* _What is expected_: Below are several entries. Transcribe exactly those lines that fall from the one with "Target: vertical board siding" through the one with "Target: white cloud", end lines included.
____________________
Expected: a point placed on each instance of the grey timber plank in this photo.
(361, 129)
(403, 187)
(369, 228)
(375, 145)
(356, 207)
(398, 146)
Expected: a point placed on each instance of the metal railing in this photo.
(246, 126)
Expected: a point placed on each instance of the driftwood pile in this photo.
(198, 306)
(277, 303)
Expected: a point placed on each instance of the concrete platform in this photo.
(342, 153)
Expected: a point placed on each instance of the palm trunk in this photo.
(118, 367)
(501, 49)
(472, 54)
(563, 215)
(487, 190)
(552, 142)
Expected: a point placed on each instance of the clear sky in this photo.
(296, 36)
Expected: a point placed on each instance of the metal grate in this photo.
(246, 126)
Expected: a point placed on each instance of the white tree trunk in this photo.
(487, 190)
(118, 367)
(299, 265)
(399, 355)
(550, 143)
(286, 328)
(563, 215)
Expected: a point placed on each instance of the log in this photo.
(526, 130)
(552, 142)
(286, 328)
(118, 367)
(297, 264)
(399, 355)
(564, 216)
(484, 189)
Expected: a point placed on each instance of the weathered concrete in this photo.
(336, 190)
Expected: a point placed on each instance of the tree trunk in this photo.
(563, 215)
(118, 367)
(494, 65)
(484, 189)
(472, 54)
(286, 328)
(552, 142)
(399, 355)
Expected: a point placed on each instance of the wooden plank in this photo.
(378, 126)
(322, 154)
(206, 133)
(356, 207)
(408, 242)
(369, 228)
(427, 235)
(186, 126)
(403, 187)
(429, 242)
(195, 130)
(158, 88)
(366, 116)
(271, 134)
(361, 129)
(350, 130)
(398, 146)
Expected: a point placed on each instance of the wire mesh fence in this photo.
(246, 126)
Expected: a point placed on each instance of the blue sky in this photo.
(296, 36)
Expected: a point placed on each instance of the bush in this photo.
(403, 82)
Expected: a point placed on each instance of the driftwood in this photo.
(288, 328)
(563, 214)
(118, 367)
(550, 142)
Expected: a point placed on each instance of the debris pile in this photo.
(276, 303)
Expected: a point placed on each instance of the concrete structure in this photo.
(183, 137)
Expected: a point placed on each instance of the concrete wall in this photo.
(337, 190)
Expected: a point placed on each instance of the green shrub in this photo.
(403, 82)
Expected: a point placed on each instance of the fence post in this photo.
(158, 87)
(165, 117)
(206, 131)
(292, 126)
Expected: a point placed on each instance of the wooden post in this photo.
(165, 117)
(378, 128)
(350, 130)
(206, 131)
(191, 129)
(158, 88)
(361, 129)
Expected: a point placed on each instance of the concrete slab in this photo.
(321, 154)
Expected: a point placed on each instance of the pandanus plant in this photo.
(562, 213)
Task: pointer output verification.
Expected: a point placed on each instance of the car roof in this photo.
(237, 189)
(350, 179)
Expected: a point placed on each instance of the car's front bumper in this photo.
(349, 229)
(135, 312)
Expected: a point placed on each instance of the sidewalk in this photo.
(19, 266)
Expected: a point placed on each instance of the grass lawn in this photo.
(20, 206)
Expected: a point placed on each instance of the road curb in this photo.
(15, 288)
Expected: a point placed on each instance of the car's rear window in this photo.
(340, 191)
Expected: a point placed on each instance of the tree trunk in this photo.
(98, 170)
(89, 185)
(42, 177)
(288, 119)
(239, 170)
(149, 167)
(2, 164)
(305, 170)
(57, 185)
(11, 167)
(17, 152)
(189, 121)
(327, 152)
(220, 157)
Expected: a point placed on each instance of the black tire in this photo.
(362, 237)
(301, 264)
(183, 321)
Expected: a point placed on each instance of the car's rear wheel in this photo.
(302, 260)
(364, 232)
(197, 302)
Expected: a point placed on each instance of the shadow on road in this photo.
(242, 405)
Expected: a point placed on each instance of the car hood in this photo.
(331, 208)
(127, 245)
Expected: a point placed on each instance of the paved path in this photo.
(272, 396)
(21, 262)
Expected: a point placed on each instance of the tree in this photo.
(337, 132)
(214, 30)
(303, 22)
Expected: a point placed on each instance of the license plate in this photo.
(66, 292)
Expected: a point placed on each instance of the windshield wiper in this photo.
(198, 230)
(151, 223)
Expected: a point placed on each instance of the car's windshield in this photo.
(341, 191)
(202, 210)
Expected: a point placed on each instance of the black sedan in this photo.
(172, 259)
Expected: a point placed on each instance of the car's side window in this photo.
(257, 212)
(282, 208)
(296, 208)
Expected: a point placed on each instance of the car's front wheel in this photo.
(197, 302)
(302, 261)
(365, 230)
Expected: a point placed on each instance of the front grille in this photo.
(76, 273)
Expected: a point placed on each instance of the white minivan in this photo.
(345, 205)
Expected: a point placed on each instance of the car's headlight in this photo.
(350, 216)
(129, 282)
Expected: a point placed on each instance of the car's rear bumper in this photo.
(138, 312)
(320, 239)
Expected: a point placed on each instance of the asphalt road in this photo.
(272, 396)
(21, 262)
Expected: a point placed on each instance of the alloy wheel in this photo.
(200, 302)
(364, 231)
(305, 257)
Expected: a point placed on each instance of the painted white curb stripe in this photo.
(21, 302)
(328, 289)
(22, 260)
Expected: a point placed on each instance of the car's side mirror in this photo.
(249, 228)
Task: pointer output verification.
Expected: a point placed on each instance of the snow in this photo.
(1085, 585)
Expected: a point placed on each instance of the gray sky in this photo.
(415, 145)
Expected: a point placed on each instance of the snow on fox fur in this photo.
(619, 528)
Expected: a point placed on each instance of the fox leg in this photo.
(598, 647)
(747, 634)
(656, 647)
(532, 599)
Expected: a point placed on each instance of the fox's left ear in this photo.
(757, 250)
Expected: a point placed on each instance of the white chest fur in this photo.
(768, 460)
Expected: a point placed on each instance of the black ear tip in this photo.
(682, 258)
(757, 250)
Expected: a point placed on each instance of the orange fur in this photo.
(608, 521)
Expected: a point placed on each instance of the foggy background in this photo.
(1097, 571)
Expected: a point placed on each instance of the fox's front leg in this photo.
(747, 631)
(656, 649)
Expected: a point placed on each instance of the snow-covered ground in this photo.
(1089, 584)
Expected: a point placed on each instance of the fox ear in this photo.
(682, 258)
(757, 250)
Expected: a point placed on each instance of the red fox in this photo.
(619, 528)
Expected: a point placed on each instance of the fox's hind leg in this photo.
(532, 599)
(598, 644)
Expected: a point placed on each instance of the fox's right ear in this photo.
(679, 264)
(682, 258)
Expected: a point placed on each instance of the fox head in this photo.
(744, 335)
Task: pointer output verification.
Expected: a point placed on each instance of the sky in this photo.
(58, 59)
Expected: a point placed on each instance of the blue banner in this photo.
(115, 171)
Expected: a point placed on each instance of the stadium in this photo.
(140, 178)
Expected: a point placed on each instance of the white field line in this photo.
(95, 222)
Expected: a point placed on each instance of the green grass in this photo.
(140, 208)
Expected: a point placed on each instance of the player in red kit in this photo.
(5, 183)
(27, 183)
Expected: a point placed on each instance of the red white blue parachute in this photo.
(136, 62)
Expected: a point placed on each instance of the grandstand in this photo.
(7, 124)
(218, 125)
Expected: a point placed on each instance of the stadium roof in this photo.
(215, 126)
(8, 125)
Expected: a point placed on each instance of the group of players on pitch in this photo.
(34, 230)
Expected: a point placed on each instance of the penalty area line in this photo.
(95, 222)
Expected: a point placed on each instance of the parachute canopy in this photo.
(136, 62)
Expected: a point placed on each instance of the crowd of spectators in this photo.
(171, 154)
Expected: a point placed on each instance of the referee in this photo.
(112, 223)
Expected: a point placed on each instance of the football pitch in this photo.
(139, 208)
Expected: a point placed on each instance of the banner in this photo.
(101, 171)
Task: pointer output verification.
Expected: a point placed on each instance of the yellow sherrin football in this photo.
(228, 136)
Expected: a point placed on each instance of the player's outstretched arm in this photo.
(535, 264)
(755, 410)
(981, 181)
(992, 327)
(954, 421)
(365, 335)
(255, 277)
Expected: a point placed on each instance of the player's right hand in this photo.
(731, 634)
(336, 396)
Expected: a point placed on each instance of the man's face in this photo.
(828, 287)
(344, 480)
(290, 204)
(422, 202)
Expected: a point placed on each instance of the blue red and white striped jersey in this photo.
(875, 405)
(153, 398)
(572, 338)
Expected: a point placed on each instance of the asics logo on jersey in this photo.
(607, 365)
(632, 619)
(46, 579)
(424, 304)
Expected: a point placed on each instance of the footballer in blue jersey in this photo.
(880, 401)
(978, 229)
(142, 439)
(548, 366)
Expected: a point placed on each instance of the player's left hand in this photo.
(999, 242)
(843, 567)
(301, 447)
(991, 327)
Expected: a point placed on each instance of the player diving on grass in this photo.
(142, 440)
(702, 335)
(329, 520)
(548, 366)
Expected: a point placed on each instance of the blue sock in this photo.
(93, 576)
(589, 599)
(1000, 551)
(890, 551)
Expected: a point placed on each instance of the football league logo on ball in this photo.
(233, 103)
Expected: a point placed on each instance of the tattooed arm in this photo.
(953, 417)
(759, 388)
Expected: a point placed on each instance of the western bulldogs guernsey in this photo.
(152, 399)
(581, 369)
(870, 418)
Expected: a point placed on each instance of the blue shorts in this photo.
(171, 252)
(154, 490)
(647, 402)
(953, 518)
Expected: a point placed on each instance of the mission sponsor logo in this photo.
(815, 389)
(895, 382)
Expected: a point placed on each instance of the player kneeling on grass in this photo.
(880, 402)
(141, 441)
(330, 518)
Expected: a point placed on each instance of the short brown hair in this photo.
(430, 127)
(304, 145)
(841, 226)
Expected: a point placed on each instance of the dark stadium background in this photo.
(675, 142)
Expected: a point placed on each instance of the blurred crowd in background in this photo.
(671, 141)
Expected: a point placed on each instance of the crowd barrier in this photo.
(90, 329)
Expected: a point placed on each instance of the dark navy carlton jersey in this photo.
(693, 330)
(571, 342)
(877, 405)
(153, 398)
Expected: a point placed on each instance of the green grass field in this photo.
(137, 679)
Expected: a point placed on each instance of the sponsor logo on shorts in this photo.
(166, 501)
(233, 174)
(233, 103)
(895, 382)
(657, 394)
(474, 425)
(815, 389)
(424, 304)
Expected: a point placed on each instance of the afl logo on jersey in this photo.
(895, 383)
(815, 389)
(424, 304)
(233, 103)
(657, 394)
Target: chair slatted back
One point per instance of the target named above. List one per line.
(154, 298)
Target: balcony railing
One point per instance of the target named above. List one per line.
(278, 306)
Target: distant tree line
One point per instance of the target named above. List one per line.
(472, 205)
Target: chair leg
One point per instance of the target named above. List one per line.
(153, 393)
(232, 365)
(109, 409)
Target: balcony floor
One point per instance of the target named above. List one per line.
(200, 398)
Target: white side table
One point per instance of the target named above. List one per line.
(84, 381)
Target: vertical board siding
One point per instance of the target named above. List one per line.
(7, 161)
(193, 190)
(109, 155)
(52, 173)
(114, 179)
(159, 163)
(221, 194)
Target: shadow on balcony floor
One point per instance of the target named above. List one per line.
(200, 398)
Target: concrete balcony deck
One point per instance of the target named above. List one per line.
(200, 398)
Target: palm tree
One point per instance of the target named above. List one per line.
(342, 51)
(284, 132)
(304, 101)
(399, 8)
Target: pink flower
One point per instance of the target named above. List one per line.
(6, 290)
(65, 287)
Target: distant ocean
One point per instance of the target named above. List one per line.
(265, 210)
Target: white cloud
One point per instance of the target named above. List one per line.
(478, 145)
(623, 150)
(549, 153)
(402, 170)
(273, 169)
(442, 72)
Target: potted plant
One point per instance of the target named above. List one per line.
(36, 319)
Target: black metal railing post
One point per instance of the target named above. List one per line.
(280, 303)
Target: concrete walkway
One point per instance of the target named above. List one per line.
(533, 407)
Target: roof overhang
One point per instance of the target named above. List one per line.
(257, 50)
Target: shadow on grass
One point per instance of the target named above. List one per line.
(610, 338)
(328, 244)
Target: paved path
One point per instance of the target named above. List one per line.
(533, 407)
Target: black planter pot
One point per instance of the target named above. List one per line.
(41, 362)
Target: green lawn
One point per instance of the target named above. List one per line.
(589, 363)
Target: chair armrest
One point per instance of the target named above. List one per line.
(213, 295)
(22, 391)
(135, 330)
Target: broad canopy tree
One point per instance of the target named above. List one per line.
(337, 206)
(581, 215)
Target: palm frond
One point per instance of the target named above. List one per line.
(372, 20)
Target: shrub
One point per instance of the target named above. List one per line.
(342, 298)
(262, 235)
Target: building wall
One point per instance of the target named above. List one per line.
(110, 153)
____________________
* _Task response_:
Target: vertical board siding
One point per instance of the target named above. List one per line.
(7, 161)
(193, 190)
(109, 155)
(52, 173)
(114, 179)
(159, 163)
(221, 194)
Target: shadow on balcony floor
One point per instance of the target named above. List one per line.
(200, 398)
Target: concrete balcony deck
One point per instance of the target named above. List one per line.
(200, 398)
Target: palm tree
One point per instance of the target named above. List one per line.
(342, 51)
(284, 132)
(304, 101)
(399, 8)
Target: pink flower
One point per instance of the target named above. List one per line.
(6, 290)
(65, 287)
Target: distant ocean
One point per instance of the target named above. List one per line.
(265, 210)
Target: white cloud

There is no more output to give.